[Work request]
Only the lines of the data below from the one with "Q: For every instance of the white front" through the one with "Q: For every instance of the white trim" are wanted. Repeat them exactly.

[Listed records]
——

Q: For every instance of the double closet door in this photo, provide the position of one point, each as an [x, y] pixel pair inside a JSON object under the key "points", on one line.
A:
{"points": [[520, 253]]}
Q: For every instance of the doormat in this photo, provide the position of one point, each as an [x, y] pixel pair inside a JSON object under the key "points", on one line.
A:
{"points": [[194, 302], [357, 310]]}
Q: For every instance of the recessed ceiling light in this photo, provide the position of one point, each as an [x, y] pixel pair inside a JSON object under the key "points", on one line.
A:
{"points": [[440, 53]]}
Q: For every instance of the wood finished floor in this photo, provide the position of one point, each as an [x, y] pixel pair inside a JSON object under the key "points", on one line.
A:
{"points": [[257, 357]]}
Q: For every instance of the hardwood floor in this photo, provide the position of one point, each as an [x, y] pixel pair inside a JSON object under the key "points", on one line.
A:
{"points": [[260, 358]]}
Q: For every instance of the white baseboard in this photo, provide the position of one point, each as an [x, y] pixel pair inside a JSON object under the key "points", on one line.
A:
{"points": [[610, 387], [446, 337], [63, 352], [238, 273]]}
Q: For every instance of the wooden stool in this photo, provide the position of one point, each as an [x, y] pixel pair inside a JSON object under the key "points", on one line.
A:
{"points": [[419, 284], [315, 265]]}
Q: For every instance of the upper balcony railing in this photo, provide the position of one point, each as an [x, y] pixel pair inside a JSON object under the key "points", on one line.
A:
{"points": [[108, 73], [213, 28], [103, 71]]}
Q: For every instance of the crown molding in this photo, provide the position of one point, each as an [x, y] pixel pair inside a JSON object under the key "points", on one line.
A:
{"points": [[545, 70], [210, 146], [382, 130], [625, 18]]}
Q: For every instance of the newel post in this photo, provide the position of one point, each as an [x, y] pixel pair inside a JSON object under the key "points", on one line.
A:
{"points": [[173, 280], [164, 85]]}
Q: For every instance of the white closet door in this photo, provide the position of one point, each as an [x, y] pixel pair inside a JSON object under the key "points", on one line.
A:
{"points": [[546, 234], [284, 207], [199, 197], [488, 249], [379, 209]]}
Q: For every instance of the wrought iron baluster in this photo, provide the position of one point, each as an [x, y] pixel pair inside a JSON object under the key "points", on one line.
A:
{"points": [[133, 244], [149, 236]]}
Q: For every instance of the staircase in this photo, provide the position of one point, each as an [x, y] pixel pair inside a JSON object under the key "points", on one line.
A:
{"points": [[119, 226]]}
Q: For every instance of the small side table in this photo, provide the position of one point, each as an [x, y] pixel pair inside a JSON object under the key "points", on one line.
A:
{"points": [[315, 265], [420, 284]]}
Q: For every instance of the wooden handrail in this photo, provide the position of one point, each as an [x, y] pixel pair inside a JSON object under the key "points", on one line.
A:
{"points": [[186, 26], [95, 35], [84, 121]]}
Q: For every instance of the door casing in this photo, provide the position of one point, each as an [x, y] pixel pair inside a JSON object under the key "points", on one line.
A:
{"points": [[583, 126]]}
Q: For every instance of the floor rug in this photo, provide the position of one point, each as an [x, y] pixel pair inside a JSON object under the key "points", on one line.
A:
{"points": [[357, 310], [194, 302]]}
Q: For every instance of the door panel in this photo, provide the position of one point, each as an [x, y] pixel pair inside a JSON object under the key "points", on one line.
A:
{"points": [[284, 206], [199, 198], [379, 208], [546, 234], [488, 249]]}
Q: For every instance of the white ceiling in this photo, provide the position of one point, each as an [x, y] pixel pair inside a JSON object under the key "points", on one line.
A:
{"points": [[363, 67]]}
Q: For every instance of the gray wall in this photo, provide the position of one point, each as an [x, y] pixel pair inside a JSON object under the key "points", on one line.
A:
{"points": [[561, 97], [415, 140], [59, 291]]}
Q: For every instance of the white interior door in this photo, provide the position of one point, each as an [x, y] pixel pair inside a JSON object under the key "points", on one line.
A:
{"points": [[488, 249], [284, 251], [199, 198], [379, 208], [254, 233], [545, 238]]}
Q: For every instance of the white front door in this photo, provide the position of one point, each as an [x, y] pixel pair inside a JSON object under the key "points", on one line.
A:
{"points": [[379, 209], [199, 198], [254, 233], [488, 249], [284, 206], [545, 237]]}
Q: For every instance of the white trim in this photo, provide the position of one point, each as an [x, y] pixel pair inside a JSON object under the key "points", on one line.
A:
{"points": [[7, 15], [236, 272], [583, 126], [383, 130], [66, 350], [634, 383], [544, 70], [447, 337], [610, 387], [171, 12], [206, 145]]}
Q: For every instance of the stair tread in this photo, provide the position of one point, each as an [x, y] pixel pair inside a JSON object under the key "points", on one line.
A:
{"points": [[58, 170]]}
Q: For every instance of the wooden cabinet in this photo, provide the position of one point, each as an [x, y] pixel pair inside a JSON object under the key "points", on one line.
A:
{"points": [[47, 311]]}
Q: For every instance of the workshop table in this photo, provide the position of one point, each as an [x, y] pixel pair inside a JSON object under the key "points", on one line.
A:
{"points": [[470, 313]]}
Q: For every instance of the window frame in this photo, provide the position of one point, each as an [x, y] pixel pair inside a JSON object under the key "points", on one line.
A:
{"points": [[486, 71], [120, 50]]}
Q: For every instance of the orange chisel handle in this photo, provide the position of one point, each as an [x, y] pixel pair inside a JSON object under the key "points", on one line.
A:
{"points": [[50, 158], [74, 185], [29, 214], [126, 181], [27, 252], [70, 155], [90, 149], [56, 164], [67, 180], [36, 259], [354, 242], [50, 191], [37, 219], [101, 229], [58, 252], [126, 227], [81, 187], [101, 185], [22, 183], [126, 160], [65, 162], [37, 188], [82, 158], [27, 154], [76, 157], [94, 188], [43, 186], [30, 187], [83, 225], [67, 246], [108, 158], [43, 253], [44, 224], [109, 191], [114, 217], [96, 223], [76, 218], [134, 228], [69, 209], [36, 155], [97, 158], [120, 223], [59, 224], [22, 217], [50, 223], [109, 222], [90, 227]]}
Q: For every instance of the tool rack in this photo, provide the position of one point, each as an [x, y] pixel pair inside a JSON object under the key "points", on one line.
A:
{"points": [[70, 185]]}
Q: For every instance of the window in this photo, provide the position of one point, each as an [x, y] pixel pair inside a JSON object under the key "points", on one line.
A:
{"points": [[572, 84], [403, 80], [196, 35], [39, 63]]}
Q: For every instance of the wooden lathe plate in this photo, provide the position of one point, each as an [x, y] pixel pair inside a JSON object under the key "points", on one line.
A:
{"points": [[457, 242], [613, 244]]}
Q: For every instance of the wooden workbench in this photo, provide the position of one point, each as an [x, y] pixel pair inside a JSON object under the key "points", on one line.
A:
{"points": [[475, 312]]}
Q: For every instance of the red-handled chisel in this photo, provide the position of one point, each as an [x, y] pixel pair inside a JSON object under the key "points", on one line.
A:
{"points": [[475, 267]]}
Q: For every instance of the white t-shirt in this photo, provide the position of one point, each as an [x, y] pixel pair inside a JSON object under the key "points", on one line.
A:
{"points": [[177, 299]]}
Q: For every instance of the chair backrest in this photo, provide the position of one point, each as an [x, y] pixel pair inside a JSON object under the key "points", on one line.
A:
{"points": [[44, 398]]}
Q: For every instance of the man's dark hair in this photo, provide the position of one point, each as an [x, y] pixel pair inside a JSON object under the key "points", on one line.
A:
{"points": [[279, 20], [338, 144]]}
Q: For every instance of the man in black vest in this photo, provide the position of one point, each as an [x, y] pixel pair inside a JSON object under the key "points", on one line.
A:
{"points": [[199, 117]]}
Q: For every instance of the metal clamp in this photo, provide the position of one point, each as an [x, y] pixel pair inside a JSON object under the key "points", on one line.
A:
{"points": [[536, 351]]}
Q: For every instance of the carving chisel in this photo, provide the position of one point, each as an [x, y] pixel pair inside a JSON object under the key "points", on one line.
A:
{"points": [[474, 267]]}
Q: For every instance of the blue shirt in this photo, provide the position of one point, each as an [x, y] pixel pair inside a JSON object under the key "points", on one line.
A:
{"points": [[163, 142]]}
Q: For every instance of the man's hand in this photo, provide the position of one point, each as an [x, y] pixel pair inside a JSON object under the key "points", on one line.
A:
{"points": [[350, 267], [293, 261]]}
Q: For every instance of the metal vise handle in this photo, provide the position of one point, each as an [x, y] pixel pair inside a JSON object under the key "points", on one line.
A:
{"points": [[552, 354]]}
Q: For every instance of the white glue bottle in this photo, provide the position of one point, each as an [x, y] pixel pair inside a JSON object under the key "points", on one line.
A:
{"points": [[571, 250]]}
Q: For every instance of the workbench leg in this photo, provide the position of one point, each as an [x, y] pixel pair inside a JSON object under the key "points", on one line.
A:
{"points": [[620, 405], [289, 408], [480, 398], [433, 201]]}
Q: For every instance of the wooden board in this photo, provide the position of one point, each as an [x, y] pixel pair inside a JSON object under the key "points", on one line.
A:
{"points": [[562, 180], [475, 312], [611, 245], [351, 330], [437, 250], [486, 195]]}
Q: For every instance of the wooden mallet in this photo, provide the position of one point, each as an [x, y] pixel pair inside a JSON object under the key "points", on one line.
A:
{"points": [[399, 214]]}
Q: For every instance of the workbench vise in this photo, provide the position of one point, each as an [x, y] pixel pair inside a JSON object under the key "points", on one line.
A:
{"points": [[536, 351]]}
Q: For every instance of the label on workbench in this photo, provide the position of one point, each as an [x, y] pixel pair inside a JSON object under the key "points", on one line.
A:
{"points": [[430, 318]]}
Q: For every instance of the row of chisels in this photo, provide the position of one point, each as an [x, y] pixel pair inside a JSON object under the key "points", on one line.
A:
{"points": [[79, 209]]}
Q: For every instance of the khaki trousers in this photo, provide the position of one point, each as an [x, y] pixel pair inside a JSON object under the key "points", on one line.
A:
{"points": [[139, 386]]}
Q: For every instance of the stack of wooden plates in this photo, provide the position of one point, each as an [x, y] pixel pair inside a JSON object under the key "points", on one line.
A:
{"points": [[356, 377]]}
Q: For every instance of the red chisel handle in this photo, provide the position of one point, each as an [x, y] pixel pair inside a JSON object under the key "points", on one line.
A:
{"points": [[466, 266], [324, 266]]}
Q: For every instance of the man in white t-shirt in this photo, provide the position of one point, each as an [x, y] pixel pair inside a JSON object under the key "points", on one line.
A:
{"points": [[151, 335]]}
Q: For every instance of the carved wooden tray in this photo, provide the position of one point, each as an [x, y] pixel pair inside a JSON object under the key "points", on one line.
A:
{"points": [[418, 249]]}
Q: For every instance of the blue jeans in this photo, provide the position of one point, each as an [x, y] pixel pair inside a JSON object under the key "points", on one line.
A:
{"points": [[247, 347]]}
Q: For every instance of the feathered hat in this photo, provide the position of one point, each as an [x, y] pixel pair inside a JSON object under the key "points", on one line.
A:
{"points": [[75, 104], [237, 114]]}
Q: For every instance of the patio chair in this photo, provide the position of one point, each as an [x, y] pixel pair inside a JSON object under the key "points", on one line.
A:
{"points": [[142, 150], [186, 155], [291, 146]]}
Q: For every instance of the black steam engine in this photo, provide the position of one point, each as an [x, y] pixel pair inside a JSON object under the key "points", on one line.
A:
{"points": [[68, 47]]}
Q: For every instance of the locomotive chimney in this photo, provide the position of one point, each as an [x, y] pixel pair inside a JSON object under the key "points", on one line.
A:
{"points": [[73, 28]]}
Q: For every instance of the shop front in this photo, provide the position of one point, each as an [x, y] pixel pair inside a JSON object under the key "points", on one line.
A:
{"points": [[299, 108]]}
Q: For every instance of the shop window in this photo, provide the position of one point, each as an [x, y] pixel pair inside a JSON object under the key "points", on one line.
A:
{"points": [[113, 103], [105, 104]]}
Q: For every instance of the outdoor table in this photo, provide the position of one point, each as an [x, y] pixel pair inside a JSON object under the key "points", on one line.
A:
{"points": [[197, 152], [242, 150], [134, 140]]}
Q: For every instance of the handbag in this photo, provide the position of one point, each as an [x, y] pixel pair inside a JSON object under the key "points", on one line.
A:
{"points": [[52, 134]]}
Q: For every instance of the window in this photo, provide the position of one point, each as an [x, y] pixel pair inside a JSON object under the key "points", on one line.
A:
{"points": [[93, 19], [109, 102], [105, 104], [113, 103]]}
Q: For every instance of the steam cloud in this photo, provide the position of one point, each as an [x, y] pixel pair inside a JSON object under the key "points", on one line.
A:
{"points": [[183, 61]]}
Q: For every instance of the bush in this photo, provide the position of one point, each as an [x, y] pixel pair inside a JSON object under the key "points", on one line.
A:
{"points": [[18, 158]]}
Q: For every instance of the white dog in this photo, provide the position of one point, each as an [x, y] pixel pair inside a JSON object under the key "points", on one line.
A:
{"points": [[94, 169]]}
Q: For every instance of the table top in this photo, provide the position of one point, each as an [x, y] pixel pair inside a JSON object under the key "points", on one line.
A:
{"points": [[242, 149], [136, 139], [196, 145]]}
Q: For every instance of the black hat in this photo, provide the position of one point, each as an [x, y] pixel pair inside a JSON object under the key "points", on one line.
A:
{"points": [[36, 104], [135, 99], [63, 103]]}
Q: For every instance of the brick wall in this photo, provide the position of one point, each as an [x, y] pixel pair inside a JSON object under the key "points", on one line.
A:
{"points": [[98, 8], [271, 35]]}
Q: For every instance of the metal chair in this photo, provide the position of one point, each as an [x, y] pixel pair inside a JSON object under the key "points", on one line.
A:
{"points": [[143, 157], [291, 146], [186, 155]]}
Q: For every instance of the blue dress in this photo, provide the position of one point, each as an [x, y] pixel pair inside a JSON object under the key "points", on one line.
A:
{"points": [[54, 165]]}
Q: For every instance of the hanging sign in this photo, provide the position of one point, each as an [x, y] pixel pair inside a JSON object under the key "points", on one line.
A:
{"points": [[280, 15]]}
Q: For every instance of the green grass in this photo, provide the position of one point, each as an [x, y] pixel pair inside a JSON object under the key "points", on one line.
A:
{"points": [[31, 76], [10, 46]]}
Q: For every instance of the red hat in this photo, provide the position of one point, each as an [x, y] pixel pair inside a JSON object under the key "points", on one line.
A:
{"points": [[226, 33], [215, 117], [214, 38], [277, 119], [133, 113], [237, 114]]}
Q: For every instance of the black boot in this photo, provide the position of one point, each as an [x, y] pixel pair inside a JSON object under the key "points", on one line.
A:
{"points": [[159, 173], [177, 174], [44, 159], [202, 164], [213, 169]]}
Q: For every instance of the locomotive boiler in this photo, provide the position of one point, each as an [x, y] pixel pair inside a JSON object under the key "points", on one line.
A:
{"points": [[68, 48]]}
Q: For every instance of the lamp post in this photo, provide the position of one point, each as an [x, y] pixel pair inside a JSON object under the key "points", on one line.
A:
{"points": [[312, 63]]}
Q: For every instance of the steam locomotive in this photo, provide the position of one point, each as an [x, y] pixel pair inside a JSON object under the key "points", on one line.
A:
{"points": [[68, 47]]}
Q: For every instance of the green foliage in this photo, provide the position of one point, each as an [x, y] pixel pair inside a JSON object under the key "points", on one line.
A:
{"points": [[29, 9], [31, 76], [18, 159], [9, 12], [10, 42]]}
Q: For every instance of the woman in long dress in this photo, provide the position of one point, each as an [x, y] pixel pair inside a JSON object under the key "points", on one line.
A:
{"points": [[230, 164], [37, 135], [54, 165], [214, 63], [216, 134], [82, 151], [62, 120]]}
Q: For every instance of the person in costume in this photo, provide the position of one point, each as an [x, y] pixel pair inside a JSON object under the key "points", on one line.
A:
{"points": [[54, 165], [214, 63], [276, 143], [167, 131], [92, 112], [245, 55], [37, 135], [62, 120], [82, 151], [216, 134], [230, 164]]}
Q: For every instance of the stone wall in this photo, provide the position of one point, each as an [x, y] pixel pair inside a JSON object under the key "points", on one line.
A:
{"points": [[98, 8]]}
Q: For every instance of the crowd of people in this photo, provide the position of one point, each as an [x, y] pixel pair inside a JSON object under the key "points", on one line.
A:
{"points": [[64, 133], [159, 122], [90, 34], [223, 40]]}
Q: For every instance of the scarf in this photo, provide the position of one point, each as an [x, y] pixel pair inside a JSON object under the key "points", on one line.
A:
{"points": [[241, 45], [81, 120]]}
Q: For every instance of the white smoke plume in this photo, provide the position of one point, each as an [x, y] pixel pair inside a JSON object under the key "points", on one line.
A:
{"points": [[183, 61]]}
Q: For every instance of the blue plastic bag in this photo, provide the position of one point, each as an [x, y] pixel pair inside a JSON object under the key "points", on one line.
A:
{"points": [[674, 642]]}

——

[Exercise solution]
Q: For every instance of the white front door in this photo, provide the position of one point, each as an [x, y] pixel pair inside a JSON object under the key "points", on one line.
A:
{"points": [[379, 209], [199, 198], [254, 233], [488, 249], [284, 206], [545, 237]]}
Q: For every instance of the white trim in this photo, provide the position of one point, each as an [x, y] pixel pair inside a JSON object under the key "points", on one line.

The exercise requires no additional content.